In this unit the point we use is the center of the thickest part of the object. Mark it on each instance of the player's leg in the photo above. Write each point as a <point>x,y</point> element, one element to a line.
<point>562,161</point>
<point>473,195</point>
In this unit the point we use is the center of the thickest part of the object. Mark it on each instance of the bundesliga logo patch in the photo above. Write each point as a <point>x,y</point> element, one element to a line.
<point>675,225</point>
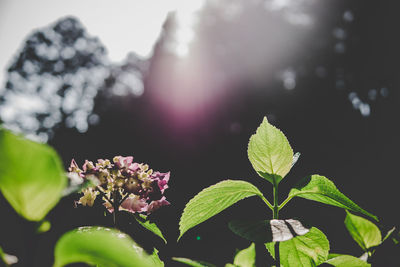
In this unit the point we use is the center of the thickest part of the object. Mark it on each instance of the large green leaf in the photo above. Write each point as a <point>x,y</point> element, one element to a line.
<point>308,250</point>
<point>151,226</point>
<point>364,232</point>
<point>32,176</point>
<point>214,199</point>
<point>270,152</point>
<point>347,261</point>
<point>268,230</point>
<point>246,257</point>
<point>321,189</point>
<point>101,246</point>
<point>193,263</point>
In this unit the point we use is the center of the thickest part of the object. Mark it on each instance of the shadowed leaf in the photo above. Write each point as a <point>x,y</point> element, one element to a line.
<point>308,250</point>
<point>268,230</point>
<point>32,176</point>
<point>213,200</point>
<point>321,189</point>
<point>99,246</point>
<point>364,232</point>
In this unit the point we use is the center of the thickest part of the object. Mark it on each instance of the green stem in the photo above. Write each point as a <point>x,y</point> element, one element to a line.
<point>267,202</point>
<point>284,202</point>
<point>116,197</point>
<point>276,216</point>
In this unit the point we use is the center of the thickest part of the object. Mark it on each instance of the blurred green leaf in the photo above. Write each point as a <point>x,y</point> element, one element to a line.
<point>308,250</point>
<point>214,199</point>
<point>246,257</point>
<point>321,189</point>
<point>193,263</point>
<point>32,176</point>
<point>99,246</point>
<point>347,261</point>
<point>364,232</point>
<point>270,152</point>
<point>151,226</point>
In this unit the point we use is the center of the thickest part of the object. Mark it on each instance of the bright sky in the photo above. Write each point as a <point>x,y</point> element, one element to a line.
<point>121,25</point>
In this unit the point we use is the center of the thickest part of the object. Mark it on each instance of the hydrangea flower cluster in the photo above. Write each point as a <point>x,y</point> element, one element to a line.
<point>122,184</point>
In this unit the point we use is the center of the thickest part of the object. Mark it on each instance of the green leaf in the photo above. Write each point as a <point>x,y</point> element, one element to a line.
<point>389,233</point>
<point>102,246</point>
<point>214,199</point>
<point>347,261</point>
<point>267,230</point>
<point>151,226</point>
<point>246,257</point>
<point>193,263</point>
<point>308,250</point>
<point>364,232</point>
<point>156,259</point>
<point>32,176</point>
<point>7,259</point>
<point>43,226</point>
<point>270,152</point>
<point>321,189</point>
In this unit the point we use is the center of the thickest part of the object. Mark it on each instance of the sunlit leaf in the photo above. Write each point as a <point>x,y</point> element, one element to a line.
<point>246,257</point>
<point>296,157</point>
<point>308,250</point>
<point>270,152</point>
<point>193,263</point>
<point>156,259</point>
<point>321,189</point>
<point>7,259</point>
<point>268,230</point>
<point>364,232</point>
<point>214,199</point>
<point>31,176</point>
<point>389,233</point>
<point>43,226</point>
<point>347,261</point>
<point>151,226</point>
<point>99,246</point>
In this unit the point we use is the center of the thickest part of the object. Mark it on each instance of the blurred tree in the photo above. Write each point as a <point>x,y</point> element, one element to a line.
<point>53,80</point>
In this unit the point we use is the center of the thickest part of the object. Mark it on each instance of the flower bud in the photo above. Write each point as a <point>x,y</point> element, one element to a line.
<point>132,185</point>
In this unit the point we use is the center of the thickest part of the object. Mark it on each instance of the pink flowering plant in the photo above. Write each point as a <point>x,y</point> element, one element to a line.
<point>121,184</point>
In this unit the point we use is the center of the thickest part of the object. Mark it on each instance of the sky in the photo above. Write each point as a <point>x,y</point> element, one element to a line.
<point>121,25</point>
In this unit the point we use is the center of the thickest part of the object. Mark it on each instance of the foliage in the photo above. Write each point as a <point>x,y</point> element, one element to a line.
<point>101,246</point>
<point>32,180</point>
<point>31,176</point>
<point>272,158</point>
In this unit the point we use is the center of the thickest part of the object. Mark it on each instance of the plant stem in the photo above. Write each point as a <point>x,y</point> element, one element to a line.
######
- [WRITTEN PROBLEM]
Arrange all the rows above as a Markdown table with two columns, Index for the line number and Text for the line itself, and skip any blank lines. Leave the pictures out of the table.

- [OUTPUT OF THE TASK]
| Index | Text |
|---|---|
| 1 | In this unit the point we use is the center of the thickest part of the object. Mark it on each instance of the player's leg in the photo above. Write each point as a <point>x,y</point> element, one element to a line. |
| 2 | <point>562,161</point> |
| 3 | <point>473,195</point> |
| 4 | In this unit the point we use is the center of the thickest part of the object. Mark it on each instance of the bundesliga logo patch in the photo above. Write each point as a <point>x,y</point> element, one element to a line. |
| 5 | <point>675,225</point> |
| 6 | In this unit the point we use is the center of the thickest part of the object. Mark it on each instance of the large green leaf in the photo above. Write each point as a <point>x,y</point> element, one element to a line. |
| 7 | <point>308,250</point> |
| 8 | <point>151,226</point> |
| 9 | <point>364,232</point> |
| 10 | <point>32,176</point> |
| 11 | <point>214,199</point> |
| 12 | <point>270,152</point> |
| 13 | <point>347,261</point> |
| 14 | <point>268,230</point> |
| 15 | <point>246,257</point> |
| 16 | <point>321,189</point> |
| 17 | <point>101,246</point> |
| 18 | <point>193,263</point> |
| 19 | In this unit the point we use is the center of the thickest part of the object. Mark it on each instance of the shadowed leaf in the photo above. Write each point as a <point>x,y</point> element, one element to a line. |
| 20 | <point>308,250</point> |
| 21 | <point>268,230</point> |
| 22 | <point>32,176</point> |
| 23 | <point>213,200</point> |
| 24 | <point>321,189</point> |
| 25 | <point>99,246</point> |
| 26 | <point>364,232</point> |
| 27 | In this unit the point we use is the center of the thickest part of the object. Mark it on each instance of the green stem in the photo above. Write each point as a <point>x,y</point> element, one element to a line. |
| 28 | <point>267,202</point> |
| 29 | <point>284,202</point> |
| 30 | <point>116,197</point> |
| 31 | <point>276,216</point> |
| 32 | In this unit the point we use is the center of the thickest part of the object. Mark it on each instance of the blurred green leaf in the photo above. Write each point as a <point>x,y</point> element, one element to a line. |
| 33 | <point>308,250</point> |
| 34 | <point>214,199</point> |
| 35 | <point>246,257</point> |
| 36 | <point>321,189</point> |
| 37 | <point>193,263</point> |
| 38 | <point>32,176</point> |
| 39 | <point>99,246</point> |
| 40 | <point>347,261</point> |
| 41 | <point>364,232</point> |
| 42 | <point>270,152</point> |
| 43 | <point>151,226</point> |
| 44 | In this unit the point we use is the center of the thickest part of the object. Mark it on each instance of the bright sky in the photo above. Write each point as a <point>x,y</point> element, one element to a line. |
| 45 | <point>121,25</point> |
| 46 | In this unit the point we use is the center of the thickest part of the object. Mark it on each instance of the hydrangea flower cluster in the photo above. Write each point as a <point>x,y</point> element, one element to a line. |
| 47 | <point>122,184</point> |
| 48 | In this unit the point we use is the center of the thickest part of the object. Mark it on each instance of the green leaf in the photo above. Write each point as a <point>x,y</point> element, one element to a line. |
| 49 | <point>389,233</point> |
| 50 | <point>102,246</point> |
| 51 | <point>214,199</point> |
| 52 | <point>347,261</point> |
| 53 | <point>267,230</point> |
| 54 | <point>151,226</point> |
| 55 | <point>246,257</point> |
| 56 | <point>193,263</point> |
| 57 | <point>308,250</point> |
| 58 | <point>364,232</point> |
| 59 | <point>156,259</point> |
| 60 | <point>32,176</point> |
| 61 | <point>7,259</point> |
| 62 | <point>43,226</point> |
| 63 | <point>270,152</point> |
| 64 | <point>321,189</point> |
| 65 | In this unit the point we use is the center of the thickest part of the object. Mark it on each instance of the sunlit leaf in the photo above. Write each point as a <point>x,y</point> element, one element to a line. |
| 66 | <point>246,257</point> |
| 67 | <point>296,157</point> |
| 68 | <point>308,250</point> |
| 69 | <point>270,152</point> |
| 70 | <point>193,263</point> |
| 71 | <point>156,259</point> |
| 72 | <point>321,189</point> |
| 73 | <point>7,259</point> |
| 74 | <point>268,230</point> |
| 75 | <point>364,232</point> |
| 76 | <point>214,199</point> |
| 77 | <point>31,176</point> |
| 78 | <point>389,233</point> |
| 79 | <point>43,226</point> |
| 80 | <point>347,261</point> |
| 81 | <point>151,226</point> |
| 82 | <point>99,246</point> |
| 83 | In this unit the point we use is the center of the thickest part of the object. Mark it on each instance of the blurred tree in the photo above. Write each point as a <point>x,y</point> element, one element to a line. |
| 84 | <point>53,80</point> |
| 85 | In this unit the point we use is the center of the thickest part of the object. Mark it on each instance of the flower bud in the photo above. Write each point as a <point>x,y</point> element, one element to a line. |
| 86 | <point>132,185</point> |
| 87 | In this unit the point we use is the center of the thickest part of the object. Mark it on each instance of the pink flowering plant in the photo above. Write each point as a <point>x,y</point> element, one element to a line. |
| 88 | <point>121,184</point> |
| 89 | In this unit the point we use is the center of the thickest part of the object. Mark it on each instance of the sky in the photo above. Write each point as a <point>x,y</point> element, one element to a line. |
| 90 | <point>121,25</point> |
| 91 | In this unit the point we use is the center of the thickest part of the object. Mark it on each instance of the foliage in the photo above. Write each point as a <point>x,y</point> element, one element to a line. |
| 92 | <point>101,246</point> |
| 93 | <point>32,180</point> |
| 94 | <point>31,176</point> |
| 95 | <point>272,158</point> |
| 96 | In this unit the point we use is the center of the thickest part of the object. Mark it on each instance of the plant stem in the photo above. Write each point as a <point>x,y</point> element, one element to a line. |